* **REQUIREMENT**
Restate the records so that not a single word differs.

[[ DATASET EXCERPTS open ]]

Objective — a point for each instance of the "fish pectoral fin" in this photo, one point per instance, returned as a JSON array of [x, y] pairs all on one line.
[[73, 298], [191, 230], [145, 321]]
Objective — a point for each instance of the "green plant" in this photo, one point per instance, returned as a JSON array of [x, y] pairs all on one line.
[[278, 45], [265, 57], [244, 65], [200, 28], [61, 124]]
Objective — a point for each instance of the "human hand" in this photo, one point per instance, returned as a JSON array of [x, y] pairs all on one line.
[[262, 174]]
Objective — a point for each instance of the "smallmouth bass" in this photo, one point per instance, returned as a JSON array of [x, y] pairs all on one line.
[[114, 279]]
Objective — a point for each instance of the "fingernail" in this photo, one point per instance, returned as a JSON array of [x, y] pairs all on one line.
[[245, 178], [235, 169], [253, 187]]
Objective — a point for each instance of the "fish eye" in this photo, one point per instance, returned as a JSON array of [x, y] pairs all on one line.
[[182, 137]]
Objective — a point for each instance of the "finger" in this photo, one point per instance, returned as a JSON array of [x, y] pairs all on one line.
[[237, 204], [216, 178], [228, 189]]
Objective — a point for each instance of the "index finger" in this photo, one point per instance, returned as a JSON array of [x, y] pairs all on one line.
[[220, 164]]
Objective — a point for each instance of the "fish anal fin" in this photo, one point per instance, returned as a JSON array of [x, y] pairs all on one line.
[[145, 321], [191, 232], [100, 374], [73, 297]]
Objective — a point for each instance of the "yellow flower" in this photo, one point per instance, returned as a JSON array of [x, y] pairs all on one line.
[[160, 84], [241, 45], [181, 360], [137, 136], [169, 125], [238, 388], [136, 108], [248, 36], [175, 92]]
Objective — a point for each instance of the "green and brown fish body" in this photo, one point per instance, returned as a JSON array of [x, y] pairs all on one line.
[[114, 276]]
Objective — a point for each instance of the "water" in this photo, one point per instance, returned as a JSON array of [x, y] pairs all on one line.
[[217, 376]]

[[ DATASET EXCERPTS closed ]]

* **SOLUTION TO THIS TASK**
Objective — a point for each instance of the "fish pectoral fin" in this photo, one point per instance, returned as a JSON array of [x, y] pairs all on one line.
[[73, 298], [191, 230], [145, 321]]
Objective — a point for each instance of the "green plant" in this photo, one point per instance, returned as a JSON array of [x, y] pairs all on one line.
[[278, 45], [265, 57], [244, 65], [200, 28], [61, 124]]
Objective — a point for each instance of the "human hand" in this photo, one point per instance, returned as a JSON array of [x, y] pairs all on one line.
[[262, 174]]
Objective — a point for each instance of the "smallmouth bass" in this photo, one point per instance, returned as a JSON array of [x, y] pairs all on one line.
[[114, 279]]
Objective — a point for each instance of the "fingernail" in this photo, one point per instance, returned as a JSON array of [x, y] pairs all on one line.
[[245, 178], [235, 169], [253, 187]]
Objective — a point for each instance of the "fish eye" in this photo, one point per instance, returned as a JSON array of [x, y] pairs all on one line.
[[182, 137]]
Objective — a point for each instance of the "finger" in this photo, one point per instance, returned as a JSON array of [x, y] pairs all on one line.
[[237, 204], [216, 178], [228, 189]]
Objective — a point for each instance of the "index finger" in this photo, one point per instance, returned as a JSON array of [x, y] pairs all on one line.
[[220, 164]]
Objective — a point for each instance of the "fish anal fin" in this photo, one point per instance, returned as a JSON array of [x, y] pairs all on one line.
[[145, 321], [191, 232], [100, 374], [73, 297]]
Objective — a point for each instance of the "yellow flower" in this photo, one point per instance, returned as a JSON array of [x, y] pairs all on one line.
[[160, 84], [241, 45], [181, 360], [137, 136], [169, 125], [238, 388], [136, 108], [248, 36], [175, 92]]
Objective — a point for each instance of the "green and brown fish body" in this photo, one point per instance, returned as a JSON array of [x, y] pairs all on one line.
[[114, 276]]
Objective — a point for each instance of the "water" in this photo, one point per instance, returned as a JSON array of [x, y] pairs all on one line.
[[217, 376]]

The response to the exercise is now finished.